__Stored data__:
▬▬▬▬▬▬
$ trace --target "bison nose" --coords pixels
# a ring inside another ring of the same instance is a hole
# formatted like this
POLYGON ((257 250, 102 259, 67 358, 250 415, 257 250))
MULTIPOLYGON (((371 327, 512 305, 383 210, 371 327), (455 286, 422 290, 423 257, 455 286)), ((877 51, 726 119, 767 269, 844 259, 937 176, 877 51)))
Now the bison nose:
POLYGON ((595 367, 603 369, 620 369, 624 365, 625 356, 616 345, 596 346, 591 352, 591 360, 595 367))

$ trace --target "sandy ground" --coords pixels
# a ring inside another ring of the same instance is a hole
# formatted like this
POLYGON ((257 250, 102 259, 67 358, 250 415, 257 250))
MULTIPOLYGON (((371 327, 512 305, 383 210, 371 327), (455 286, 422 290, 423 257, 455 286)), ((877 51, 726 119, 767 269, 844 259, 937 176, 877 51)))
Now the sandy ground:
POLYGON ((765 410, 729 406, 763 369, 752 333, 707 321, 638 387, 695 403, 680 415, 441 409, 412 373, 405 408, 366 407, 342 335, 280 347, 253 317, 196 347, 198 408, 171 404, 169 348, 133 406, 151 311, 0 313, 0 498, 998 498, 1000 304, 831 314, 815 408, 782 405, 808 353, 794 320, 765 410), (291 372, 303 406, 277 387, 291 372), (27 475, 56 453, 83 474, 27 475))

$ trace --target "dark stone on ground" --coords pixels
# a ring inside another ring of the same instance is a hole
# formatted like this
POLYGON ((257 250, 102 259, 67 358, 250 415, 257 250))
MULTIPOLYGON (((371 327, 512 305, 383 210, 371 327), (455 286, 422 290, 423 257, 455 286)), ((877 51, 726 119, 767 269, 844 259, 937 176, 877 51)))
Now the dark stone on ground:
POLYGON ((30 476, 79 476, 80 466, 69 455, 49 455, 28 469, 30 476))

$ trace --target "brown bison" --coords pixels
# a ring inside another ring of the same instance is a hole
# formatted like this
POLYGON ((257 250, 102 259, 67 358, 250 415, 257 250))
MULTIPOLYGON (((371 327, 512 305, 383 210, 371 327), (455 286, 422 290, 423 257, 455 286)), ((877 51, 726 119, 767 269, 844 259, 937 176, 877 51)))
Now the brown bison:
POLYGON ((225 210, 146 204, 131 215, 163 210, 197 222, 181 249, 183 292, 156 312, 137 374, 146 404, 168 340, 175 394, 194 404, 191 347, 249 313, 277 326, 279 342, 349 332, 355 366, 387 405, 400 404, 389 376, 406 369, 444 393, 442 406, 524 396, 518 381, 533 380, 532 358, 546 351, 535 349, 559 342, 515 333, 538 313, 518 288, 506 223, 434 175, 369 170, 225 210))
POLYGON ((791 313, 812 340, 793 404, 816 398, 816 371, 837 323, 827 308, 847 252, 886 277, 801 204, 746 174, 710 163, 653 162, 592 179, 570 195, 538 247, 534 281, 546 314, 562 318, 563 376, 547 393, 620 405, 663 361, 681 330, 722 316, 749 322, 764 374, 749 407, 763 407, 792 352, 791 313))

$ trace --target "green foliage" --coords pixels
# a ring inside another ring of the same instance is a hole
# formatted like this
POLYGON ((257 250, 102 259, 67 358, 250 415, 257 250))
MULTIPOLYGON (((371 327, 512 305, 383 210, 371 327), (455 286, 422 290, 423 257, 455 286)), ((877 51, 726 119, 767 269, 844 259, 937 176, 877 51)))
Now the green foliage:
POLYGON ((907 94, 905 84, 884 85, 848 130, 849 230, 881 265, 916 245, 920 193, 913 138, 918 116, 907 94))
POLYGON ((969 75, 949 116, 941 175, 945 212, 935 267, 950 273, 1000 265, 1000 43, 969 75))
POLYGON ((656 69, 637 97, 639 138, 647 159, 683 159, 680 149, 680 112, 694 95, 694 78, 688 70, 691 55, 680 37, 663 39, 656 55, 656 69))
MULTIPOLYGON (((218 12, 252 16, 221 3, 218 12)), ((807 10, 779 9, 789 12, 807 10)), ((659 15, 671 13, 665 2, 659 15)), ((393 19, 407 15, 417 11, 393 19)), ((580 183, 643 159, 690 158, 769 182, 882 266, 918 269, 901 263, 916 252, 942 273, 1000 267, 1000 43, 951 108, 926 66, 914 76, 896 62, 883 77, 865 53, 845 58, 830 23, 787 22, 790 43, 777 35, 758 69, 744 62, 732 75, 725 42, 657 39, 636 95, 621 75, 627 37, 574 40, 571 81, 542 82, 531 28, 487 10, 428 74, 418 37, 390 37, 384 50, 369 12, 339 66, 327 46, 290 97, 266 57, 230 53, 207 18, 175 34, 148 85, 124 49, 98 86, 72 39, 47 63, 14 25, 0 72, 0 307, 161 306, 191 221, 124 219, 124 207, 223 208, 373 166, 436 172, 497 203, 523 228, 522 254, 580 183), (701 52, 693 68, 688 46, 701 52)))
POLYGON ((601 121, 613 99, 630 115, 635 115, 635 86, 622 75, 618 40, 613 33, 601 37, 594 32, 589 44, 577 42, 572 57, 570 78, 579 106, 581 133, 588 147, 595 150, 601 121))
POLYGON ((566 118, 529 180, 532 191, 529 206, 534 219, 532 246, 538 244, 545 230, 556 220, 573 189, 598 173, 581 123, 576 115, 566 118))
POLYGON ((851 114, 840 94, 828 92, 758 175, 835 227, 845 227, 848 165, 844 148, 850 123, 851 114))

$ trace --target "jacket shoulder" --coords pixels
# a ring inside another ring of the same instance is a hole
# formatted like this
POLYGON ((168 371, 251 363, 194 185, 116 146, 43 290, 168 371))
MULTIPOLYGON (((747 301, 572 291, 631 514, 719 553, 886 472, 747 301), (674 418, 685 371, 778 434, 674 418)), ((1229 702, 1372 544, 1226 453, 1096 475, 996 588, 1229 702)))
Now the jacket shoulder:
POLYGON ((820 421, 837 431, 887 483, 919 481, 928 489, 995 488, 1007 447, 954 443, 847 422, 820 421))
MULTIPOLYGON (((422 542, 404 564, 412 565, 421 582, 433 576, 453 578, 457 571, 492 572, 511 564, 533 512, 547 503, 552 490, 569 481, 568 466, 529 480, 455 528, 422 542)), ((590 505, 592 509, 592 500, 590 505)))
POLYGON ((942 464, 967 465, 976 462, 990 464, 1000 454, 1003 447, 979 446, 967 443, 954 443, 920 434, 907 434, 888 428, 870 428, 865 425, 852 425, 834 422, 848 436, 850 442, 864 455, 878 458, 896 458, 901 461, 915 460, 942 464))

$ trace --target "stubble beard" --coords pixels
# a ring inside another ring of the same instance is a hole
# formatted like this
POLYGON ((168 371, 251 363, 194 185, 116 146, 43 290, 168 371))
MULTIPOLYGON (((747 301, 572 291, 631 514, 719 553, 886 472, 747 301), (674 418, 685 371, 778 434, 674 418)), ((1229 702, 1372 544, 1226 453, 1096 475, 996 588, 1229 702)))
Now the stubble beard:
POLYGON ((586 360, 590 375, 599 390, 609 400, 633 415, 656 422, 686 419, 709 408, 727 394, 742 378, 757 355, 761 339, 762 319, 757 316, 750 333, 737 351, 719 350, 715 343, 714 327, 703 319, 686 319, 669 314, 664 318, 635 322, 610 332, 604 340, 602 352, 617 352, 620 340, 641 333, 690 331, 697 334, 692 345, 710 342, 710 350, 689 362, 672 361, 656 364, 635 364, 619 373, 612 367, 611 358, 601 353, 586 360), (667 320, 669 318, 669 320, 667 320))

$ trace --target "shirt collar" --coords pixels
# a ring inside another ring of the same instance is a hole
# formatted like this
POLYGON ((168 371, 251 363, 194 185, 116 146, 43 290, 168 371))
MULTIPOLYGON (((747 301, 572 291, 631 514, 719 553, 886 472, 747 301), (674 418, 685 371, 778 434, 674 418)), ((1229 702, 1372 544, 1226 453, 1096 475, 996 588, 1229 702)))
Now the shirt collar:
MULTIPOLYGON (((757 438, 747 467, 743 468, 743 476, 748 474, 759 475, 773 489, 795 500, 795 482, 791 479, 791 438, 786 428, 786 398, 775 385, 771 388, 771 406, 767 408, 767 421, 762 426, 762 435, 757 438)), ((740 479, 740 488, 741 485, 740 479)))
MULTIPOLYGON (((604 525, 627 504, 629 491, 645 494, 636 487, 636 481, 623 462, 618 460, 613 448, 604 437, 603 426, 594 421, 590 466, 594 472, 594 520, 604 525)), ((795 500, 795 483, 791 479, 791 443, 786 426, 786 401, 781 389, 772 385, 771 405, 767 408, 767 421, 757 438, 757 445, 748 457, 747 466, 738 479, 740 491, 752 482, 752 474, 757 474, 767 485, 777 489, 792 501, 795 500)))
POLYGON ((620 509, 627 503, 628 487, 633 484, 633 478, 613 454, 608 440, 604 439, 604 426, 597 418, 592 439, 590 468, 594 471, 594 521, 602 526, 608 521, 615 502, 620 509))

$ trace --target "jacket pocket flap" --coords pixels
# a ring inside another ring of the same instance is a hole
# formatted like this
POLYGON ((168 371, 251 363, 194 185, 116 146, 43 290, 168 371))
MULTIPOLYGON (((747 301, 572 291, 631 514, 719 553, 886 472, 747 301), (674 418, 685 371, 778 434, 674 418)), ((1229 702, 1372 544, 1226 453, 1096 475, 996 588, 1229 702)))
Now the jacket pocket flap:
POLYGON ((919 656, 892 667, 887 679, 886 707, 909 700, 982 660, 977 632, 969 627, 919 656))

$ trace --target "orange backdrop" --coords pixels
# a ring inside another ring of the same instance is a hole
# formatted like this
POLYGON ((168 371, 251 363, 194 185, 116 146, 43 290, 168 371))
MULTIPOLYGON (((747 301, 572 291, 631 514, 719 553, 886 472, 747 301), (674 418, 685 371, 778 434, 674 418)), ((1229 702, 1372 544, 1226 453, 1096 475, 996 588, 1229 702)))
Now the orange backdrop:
▬▬▬▬▬▬
Every line in the data above that includes the word "orange" should be copied.

__Answer to the problem__:
$ trace --target "orange backdrop" --coords pixels
Now the orange backdrop:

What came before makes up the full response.